═══ SUPPLIED TEXT

Today, I started a month-long AI Product Strategy certification with Product School and wanted to share my first steps as an AI PM with an AI native strategy lens solving for these three bullets.


Read more about my previous experience managing an AI Portfolio to understand why I had an automate and prototype reaction.
AI Experimentation Without Governance Is Invisible, Unaccountable and Impossible to Scale

AI Experimentation Without Governance Is Invisible, Unaccountable and Impossible to Scale

Judy Ossello (AI Mechanic)
·
Jun 1
Read full story

Make a Bet And Go Straight to GitHub

I always thought that engineering work lived in GitHub. The rest of us in Program, Product and Portfolio struggled to use Product Lifecycle Management (PLM) tools built for waterfall, but supposedly still useful for Agile. Or maybe we were forced to align with where the business worked in Smartsheets and AirTable.

When our instructor, a Senior Director for Salesforce agents went straight to GitHub after the usual introductions and class expectations, I was slightly freaking out, in my very calm way. Kind of like too much coffee vibes.

Shifting My Mental Model

So months ago, in my AI Prototyping class with Product School, we gave Lovable a PRD to build a prototype. Apparently, that’s like mailing a letter now. I’m not sure.

AI Product Strategy starts in GitHub where the artifacts support looking at a hypothesis or bet and immediately prototyping it after answering a few basic, but very thoughtful questions.

Two Strategy Documents and One Prototype

AI PMs are focused on building and shipping AI capabilities.

My prototype focuses on what happens before a team commits to building one.

It's a structured intake and evaluation workflow that helps organizations determine which AI opportunities are worth pursuing, what evidence is needed, what risks exist, and who remains accountable before resources are invested.

Product teams have Jira for delivery, roadmaps for prioritization, and PRDs for requirements (I think). But many organizations don't have a repeatable process for evaluating AI opportunities before they enter the roadmap. This prototype fills that gap.

So I added quite a bit more detail to my prototype prompt for Lovable because for me, the value was in testing out the workflow.

But essentially, the total artifact score is the same - 2 documents, plus a prototype:

Artifact 1: Assessment of the vulnerability of what I’m prototyping to see if it’s worth the effort with specific kill criteria.

══════
═══ STUDY MATERIAL

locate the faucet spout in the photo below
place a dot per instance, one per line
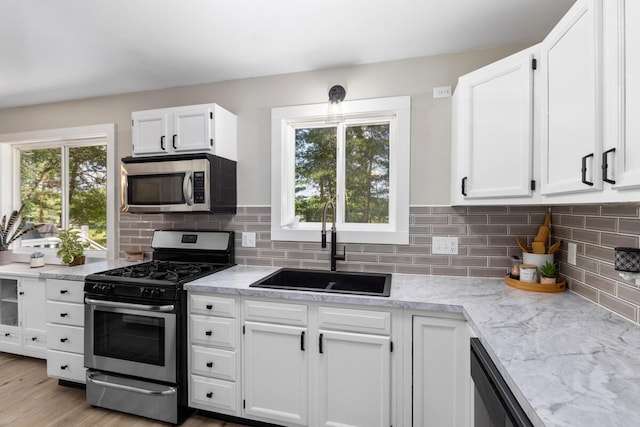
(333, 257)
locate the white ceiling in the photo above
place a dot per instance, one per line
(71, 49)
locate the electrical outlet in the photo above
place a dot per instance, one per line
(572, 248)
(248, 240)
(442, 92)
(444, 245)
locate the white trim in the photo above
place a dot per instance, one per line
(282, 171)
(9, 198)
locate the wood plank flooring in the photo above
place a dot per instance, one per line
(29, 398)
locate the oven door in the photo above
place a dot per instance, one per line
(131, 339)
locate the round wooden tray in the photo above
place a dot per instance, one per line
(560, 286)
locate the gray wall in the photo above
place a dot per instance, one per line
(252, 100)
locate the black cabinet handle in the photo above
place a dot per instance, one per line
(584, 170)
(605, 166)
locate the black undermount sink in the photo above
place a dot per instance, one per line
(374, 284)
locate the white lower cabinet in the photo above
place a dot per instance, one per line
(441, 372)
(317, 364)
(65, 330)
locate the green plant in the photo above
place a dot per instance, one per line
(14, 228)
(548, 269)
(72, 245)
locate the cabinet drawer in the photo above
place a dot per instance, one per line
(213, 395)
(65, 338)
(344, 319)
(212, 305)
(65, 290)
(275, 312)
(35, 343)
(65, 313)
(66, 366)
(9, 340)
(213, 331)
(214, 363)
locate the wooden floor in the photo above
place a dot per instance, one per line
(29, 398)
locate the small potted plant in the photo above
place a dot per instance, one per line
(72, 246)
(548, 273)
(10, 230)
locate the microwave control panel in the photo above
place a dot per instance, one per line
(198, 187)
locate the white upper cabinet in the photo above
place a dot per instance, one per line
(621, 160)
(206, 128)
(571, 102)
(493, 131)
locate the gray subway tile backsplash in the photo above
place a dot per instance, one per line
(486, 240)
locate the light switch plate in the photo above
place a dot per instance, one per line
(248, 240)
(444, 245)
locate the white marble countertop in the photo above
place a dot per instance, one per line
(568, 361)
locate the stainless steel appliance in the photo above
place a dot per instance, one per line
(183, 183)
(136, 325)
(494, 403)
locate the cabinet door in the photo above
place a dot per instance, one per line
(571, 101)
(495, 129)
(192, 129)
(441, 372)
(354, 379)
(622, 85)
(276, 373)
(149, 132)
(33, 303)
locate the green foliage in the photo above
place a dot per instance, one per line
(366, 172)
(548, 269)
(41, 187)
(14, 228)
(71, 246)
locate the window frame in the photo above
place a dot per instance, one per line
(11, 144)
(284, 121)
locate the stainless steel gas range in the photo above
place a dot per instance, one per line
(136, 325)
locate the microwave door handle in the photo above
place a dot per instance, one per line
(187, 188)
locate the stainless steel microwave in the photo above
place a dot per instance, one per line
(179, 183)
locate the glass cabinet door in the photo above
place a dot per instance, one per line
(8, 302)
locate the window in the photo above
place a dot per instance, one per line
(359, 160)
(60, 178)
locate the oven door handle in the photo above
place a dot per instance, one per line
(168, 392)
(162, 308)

══════

• **EXERCISE REQUIREMENTS**:
1. Repeat the AI product strategy post word for word, starting with "When our instructor, a" and going on through "I’m not sure.".
2. Finish out the next part of the AI product strategy post, picking up right after its last sentence.
The rows have nothing to do with the AI product strategy post.

• **ANSWERS TO THE PROBLEMS**:
1.
When our instructor, a Senior Director for Salesforce agents went straight to GitHub after the usual introductions and class expectations, I was slightly freaking out, in my very calm way. Kind of like too much coffee vibes.

Shifting My Mental Model

So months ago, in my AI Prototyping class with Product School, we gave Lovable a PRD to build a prototype. Apparently, that’s like mailing a letter now. I’m not sure.

2.
Strategic thinking time: 15min

Artifact 2: Context on the prototype plus a link to the prototype.
I added success criteria for my hypothesis — I couldn’t help it.
Prototyping Time: 15min

Planning Has More Rhythm

As a Technical Program Manager in this product class, my ears perked up when the instructor asked the group about their planning cycle. My siren call. I am so drawn to those rocks.

The usual suspects of Annual Strategy and Quarterly Direction showed up, but for agents, the cadence was monthly capability bets, bi-weekly releases, and lots of experiments. Tokens anyone?

I shouldn’t make jokes, but it’s just such a different perspective than I was used to or expected when I decided to start looking through an AI native lens to do my work.

What’s Next

Today was the first day of class. I’ve got two a week for the next month and will keep sharing what I noticed as a not-really AI native and a program manager learning the ways of product management.

If you find that exciting, you should consider subscribing and leaving a comment about what you’re up to.

Details on the Build

For my paid subscribers, I’ll be sharing more detail on the technical side of my AI operations strategy work for this class.

I’ve been thinking about the workflow for a few weeks and even posting responses from ChatGPT to Claude and vice versa to really test out the thinking.

But today I built the prototype, and that feels like more progress than most of the “thinking” I’ve been doing with AI.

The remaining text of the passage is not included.